# INFORMATION SUPPLIED
........

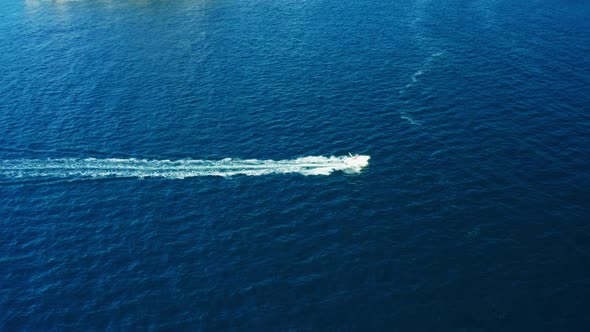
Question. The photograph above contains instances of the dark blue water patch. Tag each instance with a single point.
(471, 215)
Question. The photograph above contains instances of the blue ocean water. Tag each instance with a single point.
(121, 209)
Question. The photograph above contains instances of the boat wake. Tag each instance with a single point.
(178, 169)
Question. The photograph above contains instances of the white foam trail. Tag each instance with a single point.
(179, 169)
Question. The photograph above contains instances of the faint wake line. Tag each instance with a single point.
(179, 169)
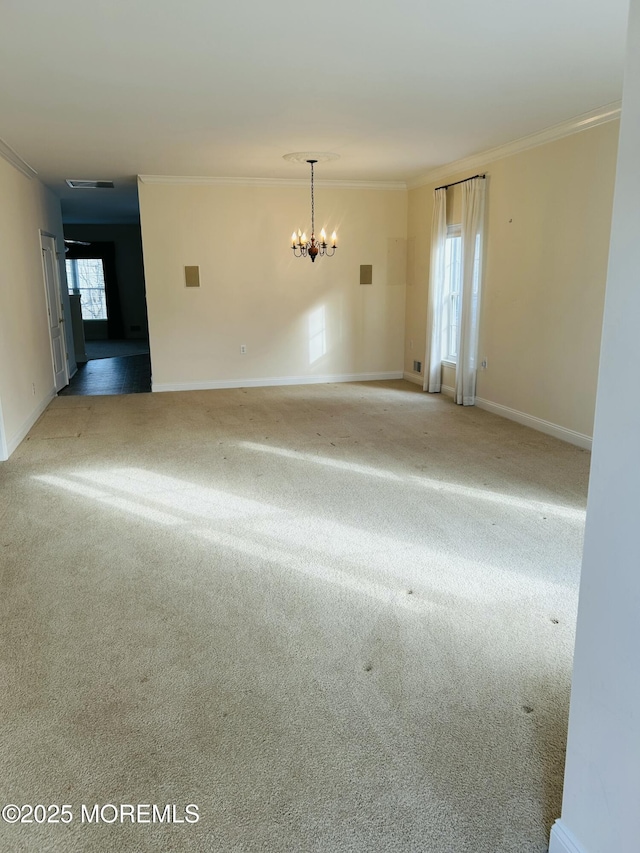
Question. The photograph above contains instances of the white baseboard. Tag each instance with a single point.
(547, 427)
(213, 384)
(13, 442)
(416, 378)
(562, 841)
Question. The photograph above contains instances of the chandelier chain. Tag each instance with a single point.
(313, 228)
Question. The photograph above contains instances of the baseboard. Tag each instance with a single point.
(416, 378)
(562, 841)
(13, 442)
(547, 427)
(214, 384)
(4, 451)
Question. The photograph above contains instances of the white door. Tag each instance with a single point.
(54, 307)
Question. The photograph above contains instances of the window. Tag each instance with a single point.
(86, 277)
(451, 293)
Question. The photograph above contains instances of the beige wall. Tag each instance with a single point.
(26, 206)
(546, 249)
(298, 320)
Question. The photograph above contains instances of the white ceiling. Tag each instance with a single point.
(114, 89)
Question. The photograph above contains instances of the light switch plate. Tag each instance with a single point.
(192, 276)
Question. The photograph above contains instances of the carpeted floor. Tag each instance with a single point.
(335, 618)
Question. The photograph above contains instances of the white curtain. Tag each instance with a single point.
(433, 355)
(473, 193)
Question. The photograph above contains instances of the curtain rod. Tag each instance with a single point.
(463, 181)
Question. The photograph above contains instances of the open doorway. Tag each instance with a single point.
(106, 276)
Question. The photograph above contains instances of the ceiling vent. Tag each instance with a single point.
(90, 185)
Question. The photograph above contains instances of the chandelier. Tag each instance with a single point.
(311, 248)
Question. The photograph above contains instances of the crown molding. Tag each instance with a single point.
(601, 115)
(16, 160)
(271, 182)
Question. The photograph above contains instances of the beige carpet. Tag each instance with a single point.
(335, 618)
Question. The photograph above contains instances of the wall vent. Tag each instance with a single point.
(89, 185)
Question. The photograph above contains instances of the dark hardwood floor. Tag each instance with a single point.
(125, 375)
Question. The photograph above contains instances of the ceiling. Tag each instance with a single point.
(203, 88)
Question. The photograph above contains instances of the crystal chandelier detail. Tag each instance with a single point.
(304, 247)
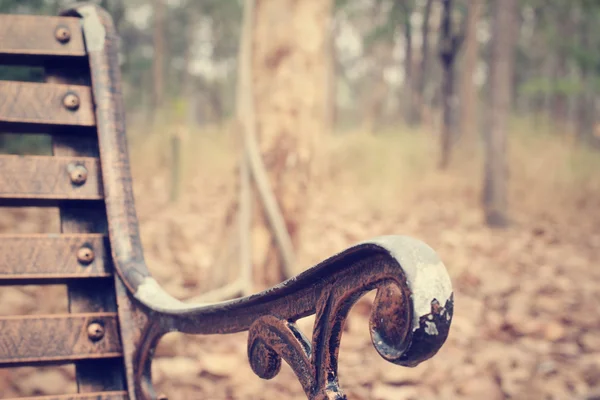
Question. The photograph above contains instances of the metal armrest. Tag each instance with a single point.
(409, 322)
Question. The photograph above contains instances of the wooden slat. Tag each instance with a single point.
(42, 103)
(120, 395)
(51, 257)
(46, 177)
(34, 36)
(33, 340)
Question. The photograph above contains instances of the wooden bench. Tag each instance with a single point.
(117, 311)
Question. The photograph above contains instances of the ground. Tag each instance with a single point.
(526, 309)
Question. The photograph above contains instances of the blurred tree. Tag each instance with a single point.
(289, 48)
(451, 38)
(158, 60)
(504, 14)
(422, 73)
(469, 92)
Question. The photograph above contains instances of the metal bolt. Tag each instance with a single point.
(85, 255)
(77, 173)
(62, 34)
(95, 331)
(71, 101)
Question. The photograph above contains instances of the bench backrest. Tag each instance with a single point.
(117, 311)
(79, 255)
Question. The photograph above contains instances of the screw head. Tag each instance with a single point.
(62, 34)
(71, 101)
(85, 255)
(95, 331)
(78, 174)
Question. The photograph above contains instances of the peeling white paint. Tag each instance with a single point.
(427, 276)
(94, 31)
(150, 293)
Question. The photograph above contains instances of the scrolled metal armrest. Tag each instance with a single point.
(413, 307)
(409, 322)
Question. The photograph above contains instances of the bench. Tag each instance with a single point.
(117, 311)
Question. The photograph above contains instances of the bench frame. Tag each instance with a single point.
(409, 322)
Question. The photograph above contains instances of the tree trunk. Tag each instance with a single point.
(419, 94)
(409, 83)
(331, 86)
(498, 112)
(469, 96)
(158, 61)
(449, 47)
(290, 44)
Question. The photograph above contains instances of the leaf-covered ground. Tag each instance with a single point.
(527, 314)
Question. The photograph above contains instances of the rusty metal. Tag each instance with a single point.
(62, 34)
(95, 331)
(78, 173)
(409, 323)
(71, 101)
(85, 255)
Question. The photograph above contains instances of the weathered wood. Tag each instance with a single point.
(89, 295)
(45, 177)
(112, 349)
(38, 36)
(44, 103)
(27, 340)
(89, 396)
(53, 257)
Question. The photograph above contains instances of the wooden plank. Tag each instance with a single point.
(120, 395)
(86, 295)
(46, 177)
(36, 36)
(28, 340)
(44, 103)
(53, 257)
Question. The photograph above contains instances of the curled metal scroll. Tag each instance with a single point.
(409, 322)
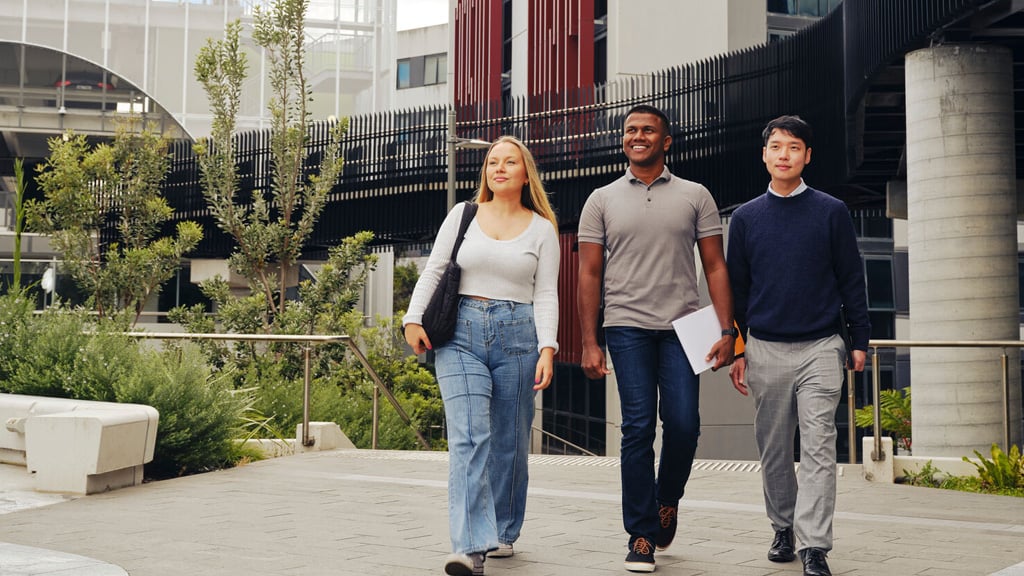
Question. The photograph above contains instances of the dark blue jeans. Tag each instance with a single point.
(649, 364)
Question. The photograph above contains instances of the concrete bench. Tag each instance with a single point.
(77, 446)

........

# SHORT TASK
Replace "photograph" with "image" throughout the rows above, and write them out again with nothing else altered. Leave the pictures out of your answer.

# EXPECTED OUTPUT
Question. The image above contains instances of the dark blue water patch. Tag each instance with a single point.
(471, 215)
Question. The image above contains instances of the blue ocean water. Tag each instance with a single point.
(121, 209)
Question. The image above contains instances of the boat wake. Tag each instance with a single point.
(178, 169)
Question. The image above contains instances of the white foam trail. Tag each instance with a single point.
(179, 169)
Question. The image above contains instances of the faint wake line. Tag each instance with a single point.
(179, 169)
Question. The image above contains instances of the white baseboard. Tag each instance with a single point.
(547, 427)
(213, 384)
(13, 442)
(416, 378)
(562, 841)
Question. The image above contains instances of the chandelier chain. Tag each instance with a single point.
(313, 228)
Question. The image above contains instances of the baseboard. Tag each instance with a single point.
(416, 378)
(562, 841)
(13, 442)
(547, 427)
(214, 384)
(4, 451)
Question. The image above contains instances of the white door. Tag each instance with a single point.
(54, 307)
Question. The image above contains instances of the window. Tag each instance with a single point.
(86, 277)
(451, 293)
Question. The image above contains instances of the beige wall. Tag each instance with a single point.
(26, 206)
(546, 249)
(298, 320)
Question. The image above contains instances of the white ceiling. Tag each instance with a single point.
(114, 89)
Question. The image above contains instances of the light switch plate. Tag each instance with a single point.
(192, 276)
Question. The image above contains instances of the carpeted floor. Tag each instance with a single point.
(335, 618)
Question. The image above contains instances of the white curtain. Tag each instance with a single point.
(433, 355)
(473, 193)
Question. The image above contains instances of the curtain rod. Tag each instance with a single point.
(463, 181)
Question. The image above contains instances of the open doorway. Tag each instance with a single point.
(106, 276)
Question. The image above contains instances of the ceiling vent. Tag each instance with a single point.
(90, 185)
Question. The image above contains instances of the chandelier. Tag each instance with a single point.
(311, 248)
Question. The image above contains instances of the crown molding. Tag each instance with a single point.
(601, 115)
(16, 160)
(271, 182)
Question. The image above contains instances of the beige carpet. Tag each instance with a single point.
(335, 618)
Question. The image above contains instances of the wall vent. Tag each instance with a single point.
(89, 185)
Question. The image above contains instances of the dark hardwood floor. Tag each instance with a single point.
(125, 375)
Question. The image above contains instances of the ceiling. Tag each instance with a single point.
(203, 88)
Question. The image above contains instances of the crystal chandelier detail. Tag each instance with a single point.
(304, 247)
Question. The image above contains instances of the metal armrest. Tag each instance with a single point.
(409, 322)
Question. The image above contains instances of the wooden slat. Tag each instance with a single point.
(42, 103)
(120, 395)
(51, 257)
(46, 177)
(34, 36)
(33, 340)
Question. The image above contains instances of the wooden bench. Tag each instance with a single point.
(117, 311)
Question. The image above contains instances of the ground. Tag each instance with a single point.
(526, 309)
Question. The image above contains instances of the blurred tree. Tag each instance with a single point.
(289, 48)
(451, 38)
(158, 60)
(504, 14)
(422, 73)
(469, 92)
Question. The image above contains instances of the metal bolt. Tag each instance with a single point.
(85, 255)
(77, 173)
(62, 34)
(95, 331)
(71, 101)
Question. The image above contains instances of the bench backrest. Tag each instance with a single point.
(117, 311)
(79, 255)
Question. The image above contains instances of the screw head. Tag each instance with a single point.
(62, 34)
(71, 101)
(85, 255)
(95, 331)
(78, 174)
Question. The image above contains instances of the peeling white paint. Tag each instance with a single point.
(427, 276)
(94, 31)
(150, 293)
Question. The image above contains instances of the scrolled metal armrest. Tag each instance with a single point.
(413, 307)
(409, 322)
Question. The image above contains instances of the bench. Tag each instance with a single point.
(117, 311)
Question. The image above contains instances of the bench frame. Tag each instance with a single point.
(409, 322)
Question. The image above contains instances of the tree trunk. Tag each instance with a single point.
(419, 94)
(409, 83)
(331, 86)
(498, 112)
(469, 96)
(158, 61)
(449, 47)
(290, 44)
Question. The image above contains instances of the leaf-covered ground. Tag each instance with a single point.
(527, 314)
Question. The image above contains instances of the rusty metal. Tag each instance with a single point.
(62, 34)
(95, 331)
(78, 173)
(409, 323)
(71, 101)
(85, 255)
Question. The image above contains instances of the weathered wood. Tag each instance with a single point.
(89, 295)
(45, 177)
(112, 349)
(38, 36)
(44, 103)
(27, 340)
(89, 396)
(53, 257)
Question. The image above contains instances of the wooden plank. Tag each instance with a single point.
(120, 395)
(86, 295)
(46, 177)
(36, 36)
(28, 340)
(44, 103)
(53, 257)
Question. The image above contains instances of the curled metal scroll. Tag each instance with a single point.
(409, 322)
Question. The image above contains instances of the dark blue jeans. Tag each instance with a single point.
(649, 364)
Question. The image above contains instances of the concrete bench. Tag each instance with a single point.
(77, 446)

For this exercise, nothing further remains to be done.